# Stored data:

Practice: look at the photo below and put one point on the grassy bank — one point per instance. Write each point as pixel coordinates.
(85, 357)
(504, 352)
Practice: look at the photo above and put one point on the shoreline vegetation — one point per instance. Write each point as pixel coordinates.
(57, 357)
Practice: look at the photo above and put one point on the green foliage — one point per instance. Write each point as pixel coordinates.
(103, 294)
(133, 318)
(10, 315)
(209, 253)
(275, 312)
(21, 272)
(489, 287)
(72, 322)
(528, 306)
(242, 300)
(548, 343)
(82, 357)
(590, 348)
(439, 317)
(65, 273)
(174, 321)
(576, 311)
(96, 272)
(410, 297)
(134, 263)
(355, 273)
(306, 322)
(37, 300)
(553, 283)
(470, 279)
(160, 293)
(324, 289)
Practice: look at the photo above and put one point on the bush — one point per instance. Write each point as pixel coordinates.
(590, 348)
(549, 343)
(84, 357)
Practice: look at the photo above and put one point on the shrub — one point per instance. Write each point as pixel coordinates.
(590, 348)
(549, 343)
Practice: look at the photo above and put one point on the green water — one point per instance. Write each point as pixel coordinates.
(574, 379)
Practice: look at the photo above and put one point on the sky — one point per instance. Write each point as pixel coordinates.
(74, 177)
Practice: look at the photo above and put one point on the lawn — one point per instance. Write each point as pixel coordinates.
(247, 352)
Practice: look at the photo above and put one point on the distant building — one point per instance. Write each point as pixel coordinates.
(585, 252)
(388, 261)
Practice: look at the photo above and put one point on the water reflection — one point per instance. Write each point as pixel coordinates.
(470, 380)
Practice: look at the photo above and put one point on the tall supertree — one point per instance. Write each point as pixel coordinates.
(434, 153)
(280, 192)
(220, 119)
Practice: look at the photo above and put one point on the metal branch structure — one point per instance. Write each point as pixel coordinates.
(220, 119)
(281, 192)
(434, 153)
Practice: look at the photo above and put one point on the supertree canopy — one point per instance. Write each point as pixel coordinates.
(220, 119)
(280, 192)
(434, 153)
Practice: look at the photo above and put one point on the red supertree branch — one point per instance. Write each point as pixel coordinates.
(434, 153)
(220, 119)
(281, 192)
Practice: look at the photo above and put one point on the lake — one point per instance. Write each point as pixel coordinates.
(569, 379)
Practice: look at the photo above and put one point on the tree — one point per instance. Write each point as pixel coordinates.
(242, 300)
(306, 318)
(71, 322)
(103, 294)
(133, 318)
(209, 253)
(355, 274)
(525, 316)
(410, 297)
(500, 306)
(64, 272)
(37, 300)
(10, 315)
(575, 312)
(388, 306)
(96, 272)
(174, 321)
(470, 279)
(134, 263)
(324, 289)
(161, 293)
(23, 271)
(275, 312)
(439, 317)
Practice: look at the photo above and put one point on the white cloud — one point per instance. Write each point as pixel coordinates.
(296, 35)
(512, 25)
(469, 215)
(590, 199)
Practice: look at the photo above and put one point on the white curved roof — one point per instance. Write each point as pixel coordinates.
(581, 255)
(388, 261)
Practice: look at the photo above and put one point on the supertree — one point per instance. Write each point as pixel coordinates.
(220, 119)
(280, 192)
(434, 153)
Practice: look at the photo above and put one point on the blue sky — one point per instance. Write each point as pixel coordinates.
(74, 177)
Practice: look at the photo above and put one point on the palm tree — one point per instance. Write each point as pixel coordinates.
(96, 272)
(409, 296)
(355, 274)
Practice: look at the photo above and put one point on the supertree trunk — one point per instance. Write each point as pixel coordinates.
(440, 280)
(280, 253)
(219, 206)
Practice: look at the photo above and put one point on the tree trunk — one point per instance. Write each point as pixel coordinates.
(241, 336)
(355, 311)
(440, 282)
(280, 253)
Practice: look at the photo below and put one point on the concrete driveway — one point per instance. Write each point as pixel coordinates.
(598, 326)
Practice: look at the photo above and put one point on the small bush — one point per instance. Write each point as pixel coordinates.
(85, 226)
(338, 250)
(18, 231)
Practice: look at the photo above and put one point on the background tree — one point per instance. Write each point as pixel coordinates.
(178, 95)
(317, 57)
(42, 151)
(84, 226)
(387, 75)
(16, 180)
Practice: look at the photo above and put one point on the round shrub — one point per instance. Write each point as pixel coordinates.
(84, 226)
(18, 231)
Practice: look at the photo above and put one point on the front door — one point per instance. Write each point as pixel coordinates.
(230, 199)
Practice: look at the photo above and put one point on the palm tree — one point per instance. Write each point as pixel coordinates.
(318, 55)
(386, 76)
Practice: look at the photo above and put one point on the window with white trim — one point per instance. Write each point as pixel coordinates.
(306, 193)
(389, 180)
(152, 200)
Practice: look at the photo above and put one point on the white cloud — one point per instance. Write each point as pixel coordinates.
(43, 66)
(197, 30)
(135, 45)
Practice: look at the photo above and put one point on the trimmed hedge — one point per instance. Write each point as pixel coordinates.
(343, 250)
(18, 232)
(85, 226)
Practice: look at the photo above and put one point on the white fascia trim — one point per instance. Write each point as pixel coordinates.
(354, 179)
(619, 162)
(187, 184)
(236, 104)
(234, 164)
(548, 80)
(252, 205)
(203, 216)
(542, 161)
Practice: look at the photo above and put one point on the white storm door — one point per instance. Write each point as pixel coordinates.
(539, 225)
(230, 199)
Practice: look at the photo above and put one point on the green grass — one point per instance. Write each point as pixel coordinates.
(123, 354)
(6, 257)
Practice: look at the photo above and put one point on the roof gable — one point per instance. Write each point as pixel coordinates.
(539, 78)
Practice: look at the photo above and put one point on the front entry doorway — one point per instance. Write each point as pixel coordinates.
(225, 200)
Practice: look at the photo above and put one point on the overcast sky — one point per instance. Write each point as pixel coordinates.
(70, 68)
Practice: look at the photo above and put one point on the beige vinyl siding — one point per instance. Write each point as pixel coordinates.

# Task directions:
Repeat all of the records, letter for letter.

# Task output:
Practice: look at the photo below and put one point on the grassy bank — one point per instance. Write each point as pixel coordinates.
(85, 357)
(504, 352)
Practice: look at the photo above and put one point on the shoreline vegetation — one point per instance. Write each point as pixel coordinates.
(57, 357)
Practice: look at the photo above and put one point on the green foliage — one point per instance. Write each point as pixel coordinates.
(103, 294)
(133, 318)
(10, 315)
(209, 253)
(275, 312)
(21, 272)
(489, 287)
(72, 322)
(528, 306)
(242, 300)
(548, 343)
(82, 357)
(590, 348)
(439, 317)
(65, 273)
(174, 321)
(576, 311)
(96, 272)
(410, 297)
(134, 263)
(355, 273)
(306, 322)
(37, 300)
(553, 283)
(470, 279)
(160, 293)
(324, 289)
Practice: look at the photo above and put one point on the bush — one point per instance. Write each point as pixel coordinates.
(590, 348)
(549, 343)
(84, 357)
Practice: look at the photo above and put one point on the shrub — one point per instance. Write each point as pixel coordinates.
(590, 348)
(549, 343)
Practice: look at the photo above and put one point on the green water — one point per instance. Write each point as pixel coordinates.
(574, 379)
Practice: look at the photo above and put one point on the sky — one point per instance. Write each point as pixel coordinates.
(74, 177)
Practice: look at the photo above and put one point on the lawn — one point per instance. Write each point as pixel coordinates.
(247, 352)
Practice: look at the photo above and put one point on the distant building — one point per instance. Write each point as pixel coordinates.
(585, 252)
(388, 261)
Practice: look at the photo above and put one point on the water reflection — one point per instance. Write each point as pixel coordinates.
(470, 380)
Practice: look at the photo above and put one point on the tall supertree — one point per instance. Write each point as pixel coordinates.
(434, 153)
(280, 192)
(220, 119)
Practice: look at the photo above and put one point on the metal branch structure — one point per instance. Write each point as pixel coordinates.
(220, 119)
(281, 192)
(434, 153)
Practice: look at the photo above and put one point on the supertree canopy — one point per instance. Write each point as pixel coordinates.
(220, 119)
(280, 192)
(434, 153)
Practice: look at the photo above and put one point on the red supertree branch — one point per instance. Write each point as pixel coordinates.
(434, 153)
(220, 119)
(281, 192)
Practice: look at the photo above and put one point on the lake — one point per instance. Write each point as pixel coordinates.
(569, 379)
Practice: look at the photo above and put one point on the tree — one point per instance. Write each point as pixel coordinates.
(242, 300)
(306, 318)
(71, 322)
(103, 294)
(133, 318)
(209, 253)
(355, 274)
(525, 316)
(410, 297)
(500, 306)
(64, 272)
(37, 300)
(10, 315)
(575, 312)
(388, 306)
(96, 272)
(174, 321)
(470, 279)
(134, 263)
(324, 289)
(161, 293)
(23, 271)
(275, 312)
(439, 317)
Practice: look at the photo above and put one point on the white cloud — one point per instance. Write each point as pixel coordinates.
(296, 35)
(512, 25)
(469, 215)
(590, 199)
Practice: look at the photo above and put one point on the white curved roof — one point per instance. Write each point as pixel coordinates.
(581, 255)
(388, 261)
Practice: look at the photo above and put one point on the supertree — one point per instance. Write each point as pixel coordinates.
(220, 119)
(280, 192)
(434, 153)
Practice: look at the photo above and put one point on the blue sky — one point per instance. Write each point as pixel coordinates.
(74, 177)
Practice: look at the photo above and put one point on the palm tree — one point per instance. Write each point as pixel coordinates.
(96, 272)
(409, 296)
(355, 274)
Practice: look at the photo above and put one point on the supertree trunk — one point per instance. Write each point as pixel coordinates.
(440, 280)
(280, 253)
(219, 206)
Practice: look at the photo above and put one point on the tree trunk — one point per instance. Write each point as pixel coordinates.
(241, 336)
(355, 311)
(440, 282)
(280, 253)
Practice: look at the photo below and put one point on the concrete driveway — one point per instance. Write each point as pixel coordinates.
(598, 326)
Practice: look at the photo above and put one point on the small bush — one point per instance. Write each point as pixel coordinates.
(85, 226)
(338, 250)
(18, 231)
Practice: look at the photo above and put one point on the background tree — one point per instance. Write each point as pixel coordinates.
(178, 95)
(317, 57)
(42, 151)
(84, 226)
(387, 75)
(16, 180)
Practice: look at the photo above and put one point on the round shrub — one point per instance. Write each point as pixel coordinates.
(84, 226)
(18, 231)
Practice: look at the photo above and put one point on the front door — one point per instance. Write each point as pixel coordinates.
(230, 199)
Practice: look at the photo above and put one point on the palm tree — one point per instance. Write each point as pixel coordinates.
(318, 55)
(386, 76)
Practice: look at the photo above and put one point on the window with white trim — one point per instance. Write each point as pixel coordinates.
(306, 193)
(389, 180)
(152, 200)
Practice: look at the photo above and put one point on the white cloud — one point per instance. Write each point as pixel coordinates.
(43, 66)
(197, 30)
(135, 45)
Practice: look at the photo above and put one point on the trimmed hedge — one point per instance. Write each point as pixel coordinates.
(343, 250)
(18, 232)
(85, 226)
Practice: look at the photo above and put one point on the white fascia trim — one point per instance. Write each point as pixel coordinates.
(354, 179)
(619, 162)
(187, 184)
(236, 104)
(234, 164)
(548, 80)
(252, 205)
(203, 216)
(542, 161)
Practice: look at the photo above and put one point on the white storm door — one point per instance. Write each point as pixel coordinates.
(539, 225)
(230, 199)
Practice: look at the photo above and put one point on the green grass — one point per instance. Write each point as pixel coordinates.
(123, 354)
(6, 257)
Practice: look at the photo above and put one point on the roof gable — one point per instance. Write each point as pixel coordinates.
(539, 78)
Practice: look at the photo above and put one point on the front entry doorway — one point per instance. Write each point as pixel coordinates.
(225, 200)
Practice: look at the photo above and put one point on the overcast sky — one point per instance. Write each point as pixel coordinates.
(70, 68)
Practice: look at the photo above and put one point on the beige vinyl siding — one point per instance. Write each point as pixel coordinates.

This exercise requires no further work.